ESERCIZI DA SVOLGERE -
- a) Per favore, elenca tutte le persone che il brano sulla perizia autoptica nomina per cognome.
- b) Secondo il brano sulla perizia autoptica, in che data e da chi furono raccolte ufficialmente le dichiarazioni dei gestori?

BLOCCO DI TESTO -
☆ ☆ ☆

E’ pur vero che le, invero vaghe, dichiarazioni dei gestori erano
state raccolte ufficialmente solo il 12 settembre dai CC della
Stazione di Impruneta. E a tal proposito, ponendosi nella situazione
di dubbio sistematico nella quale sempre deve situarsi, per
principio, lo storico, si potrebbero ipotizzare due scenari. Il
primo, che vi sia stata un’anticipazione informale che possa aver
indebitamente influenzato l’esito della perizia: sapendo che le
vittime erano al bar la domenica mattina, non potevano essere state
uccise prima della domenica sera. Il secondo, che la previa
diffusione giornalistica del parere di Maurri orientato sulla
domenica sera come data del delitto, abbia convinto i testimoni,
inizialmente dubbiosi, di veramente aver visto la coppia francese. Si tratta di illazioni qui formulate senza nessuna pretesa di verità. La
terza ipotesi, che non si può per ora scartare, è ovviamente che
sia Maurri che i testimoni ci abbiano visto giusto, i ragazzi erano
vivi la domenica mattina e tutto è andato secondo quanto emerso dai
processi.
Dal
nostro punto di vista di osservatori non specialisti, può essere
interessante notare che il risultato della perizia non fu forse del
tutto condiviso già all’epoca nell’ambito dell’istituto di
Medicina Legale. Infatti, su “La Nazione” (28 dicembre 1985) un
articolo di Mario Del Gamba, nel dare la notizia del deposito della
perizia autoptica, dopo aver ricostruito quella che sarebbe poi
diventata la versione ufficiale del delitto, riferiva: “Un
unico dubbio da parte dei periti riguarda il giorno del delitto. Si
ritiene che sia avvenuto nella notte tra l’8 e il 9 settembre,
probabilmente prima della mezzanotte, ma non è esclusa, anche se
giudicata meno probabile, la possibilità che sia stato compiuto la
notte tra il 7 e l’8”.
[Nota 8. Questa
incertezza di fondo è stata confermata, molti anni dopo, dal prof
Marello, dell’istituto di medicina legale di Firenze, non
firmatario della perizia autoptica, il quale riferisce che “ci fu
una grande discussione non soltanto tra i periti, ma anche tra noi
della medicina legale. L’aver attribuito la morte alla domenica fu
una spinta del prof. Maurri, che era il più esperto tra di noi e ha
avuto l’ultima parola in proposito …”; si veda Mostro di
Firenze – Al di là di ogni ragionevole dubbio di Cochi – Bruno –
Cappelletti, pag. 259].

☆ ☆ ☆

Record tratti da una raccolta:

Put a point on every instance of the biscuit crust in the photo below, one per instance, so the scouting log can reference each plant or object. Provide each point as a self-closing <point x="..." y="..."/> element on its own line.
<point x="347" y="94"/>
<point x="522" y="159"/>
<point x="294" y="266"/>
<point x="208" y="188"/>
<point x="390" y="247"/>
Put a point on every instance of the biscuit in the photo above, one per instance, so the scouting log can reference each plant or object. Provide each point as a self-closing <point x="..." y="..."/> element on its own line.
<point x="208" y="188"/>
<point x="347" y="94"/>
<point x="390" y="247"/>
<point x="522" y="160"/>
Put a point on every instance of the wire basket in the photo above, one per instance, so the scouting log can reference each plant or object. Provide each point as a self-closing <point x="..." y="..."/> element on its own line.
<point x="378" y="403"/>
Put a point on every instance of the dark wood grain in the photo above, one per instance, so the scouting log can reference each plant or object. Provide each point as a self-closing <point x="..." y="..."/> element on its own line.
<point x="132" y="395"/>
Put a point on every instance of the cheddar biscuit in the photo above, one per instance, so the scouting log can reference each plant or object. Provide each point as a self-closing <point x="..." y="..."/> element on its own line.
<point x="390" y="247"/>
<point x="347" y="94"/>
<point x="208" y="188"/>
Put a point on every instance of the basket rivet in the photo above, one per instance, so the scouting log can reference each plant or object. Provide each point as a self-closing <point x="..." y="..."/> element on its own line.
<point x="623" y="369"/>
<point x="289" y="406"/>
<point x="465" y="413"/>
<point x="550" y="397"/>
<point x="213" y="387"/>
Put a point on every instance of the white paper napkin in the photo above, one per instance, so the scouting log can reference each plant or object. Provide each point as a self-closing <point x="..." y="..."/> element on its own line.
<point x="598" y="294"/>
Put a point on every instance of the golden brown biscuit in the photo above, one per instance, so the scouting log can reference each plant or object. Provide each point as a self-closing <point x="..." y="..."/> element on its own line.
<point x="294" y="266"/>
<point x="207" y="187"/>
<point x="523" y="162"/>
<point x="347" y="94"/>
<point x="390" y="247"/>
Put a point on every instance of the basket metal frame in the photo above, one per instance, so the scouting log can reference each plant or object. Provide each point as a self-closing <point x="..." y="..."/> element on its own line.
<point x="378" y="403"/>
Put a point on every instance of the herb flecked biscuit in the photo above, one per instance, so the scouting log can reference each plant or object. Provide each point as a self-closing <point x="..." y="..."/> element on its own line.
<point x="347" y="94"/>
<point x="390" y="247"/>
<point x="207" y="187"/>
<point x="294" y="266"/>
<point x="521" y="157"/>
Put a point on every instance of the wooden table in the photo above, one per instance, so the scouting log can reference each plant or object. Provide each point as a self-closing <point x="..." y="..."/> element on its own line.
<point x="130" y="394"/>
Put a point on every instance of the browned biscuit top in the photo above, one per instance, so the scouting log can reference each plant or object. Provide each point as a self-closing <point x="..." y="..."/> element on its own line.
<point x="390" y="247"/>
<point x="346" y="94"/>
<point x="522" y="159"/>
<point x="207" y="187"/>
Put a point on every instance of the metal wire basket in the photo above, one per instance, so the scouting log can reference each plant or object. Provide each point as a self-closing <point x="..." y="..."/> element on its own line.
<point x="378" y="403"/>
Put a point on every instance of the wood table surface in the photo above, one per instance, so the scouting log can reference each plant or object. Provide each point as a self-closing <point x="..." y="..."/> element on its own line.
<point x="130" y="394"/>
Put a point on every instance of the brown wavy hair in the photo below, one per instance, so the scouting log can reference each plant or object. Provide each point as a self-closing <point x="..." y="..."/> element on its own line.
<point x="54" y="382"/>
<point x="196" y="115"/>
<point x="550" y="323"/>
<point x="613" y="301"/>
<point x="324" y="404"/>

☆ ☆ ☆

SOLUZIONI -
- a) Maurri, Mario Del Gamba, Marello, Cochi, Bruno, Cappelletti

- b) Il 12 settembre, dai CC della Stazione di Impruneta.